## Task to complete
Output the records below in full, word for word; pictures do not belong in it.

## Data extracts
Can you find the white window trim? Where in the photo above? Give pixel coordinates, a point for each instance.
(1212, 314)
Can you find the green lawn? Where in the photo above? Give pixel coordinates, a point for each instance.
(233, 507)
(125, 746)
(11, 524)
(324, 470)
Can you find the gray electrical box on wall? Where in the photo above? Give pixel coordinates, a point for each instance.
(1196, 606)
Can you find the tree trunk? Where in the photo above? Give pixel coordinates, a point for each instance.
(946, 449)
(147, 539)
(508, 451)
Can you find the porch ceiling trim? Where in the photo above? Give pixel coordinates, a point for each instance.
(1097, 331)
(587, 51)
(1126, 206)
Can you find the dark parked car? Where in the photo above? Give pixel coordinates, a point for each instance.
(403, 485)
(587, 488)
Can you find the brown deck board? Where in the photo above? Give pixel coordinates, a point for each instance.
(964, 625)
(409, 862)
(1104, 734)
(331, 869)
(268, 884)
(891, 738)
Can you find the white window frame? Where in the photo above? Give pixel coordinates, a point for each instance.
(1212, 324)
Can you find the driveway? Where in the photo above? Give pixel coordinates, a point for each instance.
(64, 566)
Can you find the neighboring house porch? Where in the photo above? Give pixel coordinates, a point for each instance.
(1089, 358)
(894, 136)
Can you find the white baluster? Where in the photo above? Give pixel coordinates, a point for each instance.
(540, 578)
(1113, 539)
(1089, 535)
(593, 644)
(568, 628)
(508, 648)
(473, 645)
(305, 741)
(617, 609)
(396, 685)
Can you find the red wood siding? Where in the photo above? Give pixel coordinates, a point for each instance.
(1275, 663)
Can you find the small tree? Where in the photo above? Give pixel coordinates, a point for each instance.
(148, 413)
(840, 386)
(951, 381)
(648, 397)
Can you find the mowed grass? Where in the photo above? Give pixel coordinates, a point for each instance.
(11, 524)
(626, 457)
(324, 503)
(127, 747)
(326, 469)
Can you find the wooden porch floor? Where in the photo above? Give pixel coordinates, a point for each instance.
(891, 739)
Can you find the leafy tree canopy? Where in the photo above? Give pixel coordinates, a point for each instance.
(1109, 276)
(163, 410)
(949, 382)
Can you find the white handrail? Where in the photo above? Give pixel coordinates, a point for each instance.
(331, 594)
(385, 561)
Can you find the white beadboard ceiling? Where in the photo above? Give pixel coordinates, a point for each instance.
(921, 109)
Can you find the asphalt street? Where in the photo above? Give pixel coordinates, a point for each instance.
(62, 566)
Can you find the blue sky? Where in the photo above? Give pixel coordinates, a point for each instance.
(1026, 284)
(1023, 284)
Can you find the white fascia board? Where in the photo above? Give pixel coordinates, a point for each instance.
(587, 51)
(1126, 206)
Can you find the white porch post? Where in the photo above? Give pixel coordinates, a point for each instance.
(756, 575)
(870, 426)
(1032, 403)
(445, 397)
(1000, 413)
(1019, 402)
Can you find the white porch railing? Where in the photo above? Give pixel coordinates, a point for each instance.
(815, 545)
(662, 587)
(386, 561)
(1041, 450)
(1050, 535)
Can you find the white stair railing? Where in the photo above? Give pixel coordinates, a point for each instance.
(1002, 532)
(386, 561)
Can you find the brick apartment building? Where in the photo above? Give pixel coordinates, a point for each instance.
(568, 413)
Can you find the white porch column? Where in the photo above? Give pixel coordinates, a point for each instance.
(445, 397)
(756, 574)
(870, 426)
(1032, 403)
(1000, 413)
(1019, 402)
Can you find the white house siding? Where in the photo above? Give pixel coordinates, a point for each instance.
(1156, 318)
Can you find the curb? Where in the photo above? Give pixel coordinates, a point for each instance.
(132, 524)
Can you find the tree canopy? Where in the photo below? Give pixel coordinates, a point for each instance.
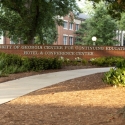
(25, 19)
(100, 25)
(115, 7)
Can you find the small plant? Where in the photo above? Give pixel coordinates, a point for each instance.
(115, 77)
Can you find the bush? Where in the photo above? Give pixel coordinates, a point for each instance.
(10, 63)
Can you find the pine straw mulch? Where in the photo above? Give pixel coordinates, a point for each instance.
(81, 101)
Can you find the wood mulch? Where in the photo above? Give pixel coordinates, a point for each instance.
(81, 101)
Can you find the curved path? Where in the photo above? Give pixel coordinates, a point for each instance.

## Answer section
Can you find the white window trim? Where in the photo above? Give pixel coordinates, a point for each instance.
(1212, 314)
Can you find the green lawn? Where in the photo above? Give pixel coordinates, a point for each instance.
(233, 507)
(125, 746)
(11, 524)
(324, 470)
Can you find the gray electrical box on wall? Where in the photo above? Give pixel coordinates, a point for each instance.
(1196, 606)
Can you find the tree trunk? Where in the photo above? Give pixel coordinates, a point for each instance.
(946, 449)
(147, 539)
(508, 451)
Can you find the porch ceiling trim? Where in the photo above? Give pixel coordinates, a point for each instance.
(1097, 331)
(587, 51)
(1126, 206)
Can you find the dark parked car? Where in the photo above? Give pixel coordinates, a point for each instance.
(403, 485)
(587, 488)
Can you find the brown deck board? Where in the photo above? Give pixel coordinates, a point for each instance.
(964, 625)
(409, 862)
(1104, 734)
(331, 869)
(268, 884)
(891, 738)
Can you find the white window frame? Where in the photo above? Give pixel coordinates, a point for each instance.
(1212, 324)
Can you find the driveway? Where in the photo above? Give pixel coordinates, a point for each instance.
(64, 566)
Can you find the neighboring house porch? Where in the photo above? Give pixel coordinates, a point for each instance.
(1089, 358)
(894, 136)
Can you find the white baluster? Where in the photo above? Give pixel coordinates, a point for each instance.
(540, 578)
(1113, 539)
(1089, 535)
(593, 644)
(568, 628)
(508, 648)
(473, 645)
(305, 741)
(617, 609)
(396, 685)
Can you find the red wood siding? Where in the photo above? Give pixel coordinates, a point for each instance.
(1275, 663)
Can you find the small tree? Where in the photo above? Give pixel coordinates, a point for each instance.
(148, 413)
(840, 386)
(951, 381)
(648, 397)
Can you find the mowed grass? Where in the photo above? Give pixel coordinates, a point for each instance.
(11, 524)
(626, 457)
(324, 503)
(127, 747)
(326, 469)
Can you find the wooden porch floor? Where in the photo above? Give pixel coordinates, a point for each instance.
(891, 739)
Can you find the leafy tree canopy? Where in the photo above? Give pixel coordinates, a point for each instance.
(1109, 276)
(163, 410)
(949, 382)
Can you find the white handrail? Where in the photo above? Give pixel coordinates, a point for each instance.
(331, 594)
(385, 561)
Can you find the white beadboard ceiling? Where in the photo above? Give pixel coordinates, a point for each instance.
(921, 109)
Can you find the asphalt street? Where in the photo above? Give pixel coordinates, a point for each instance.
(62, 566)
Can you find the blue sky? Where in the photo above? Give pixel coordinates, a point for each instance.
(1026, 284)
(1023, 284)
Can you find the white fascia board? Where in the photo above? Give pixel coordinates, a point for each instance.
(587, 51)
(1126, 206)
Can you find the white porch post? Where in the photo above? Give pixel coordinates, a point for each instance.
(756, 575)
(870, 426)
(1032, 403)
(445, 397)
(1000, 413)
(1019, 402)
Can you find the white porch railing? Where in the photo above? Give pixel coordinates, a point for each instance.
(815, 545)
(662, 587)
(386, 561)
(1041, 450)
(1050, 535)
Can you find the white stair railing? Where in the photo above? Give pixel coordinates, a point for each instance.
(1002, 532)
(386, 561)
Can you find the brick apartment building? Where in the photo above? Give pixel coordinates, a point for each instance.
(568, 413)
Can you find the white porch column? Where in the photo above? Give pixel coordinates, a point for each instance.
(445, 397)
(756, 574)
(870, 426)
(1032, 403)
(1000, 413)
(1019, 402)
Can you find the white house siding? Where in the photo above? Give pixel coordinates, a point for each instance.
(1156, 318)
Can you find the curb? Where in the photo above? Give pixel coordinates, a point for each instance.
(132, 524)
Can you find the tree canopy? Where in the photo below? Give pixel coordinates, a point for each instance.
(25, 19)
(100, 25)
(115, 7)
Can you find the small plant? Where in the photo above? Give pixel coordinates, a point for each instance.
(115, 77)
Can you find the bush? Where in the photo above? Give pixel coordinates, a point for each instance.
(10, 63)
Can you find the pine straw mulch? Where in the photo above? Give pixel coordinates, a point for each instance.
(81, 101)
Can you find the wood mulch? Where in the photo above? Give pixel coordinates, a point for each instance.
(81, 101)
Can you find the curved path? Where in the photo above? Give pixel coordinates, a point for each instance.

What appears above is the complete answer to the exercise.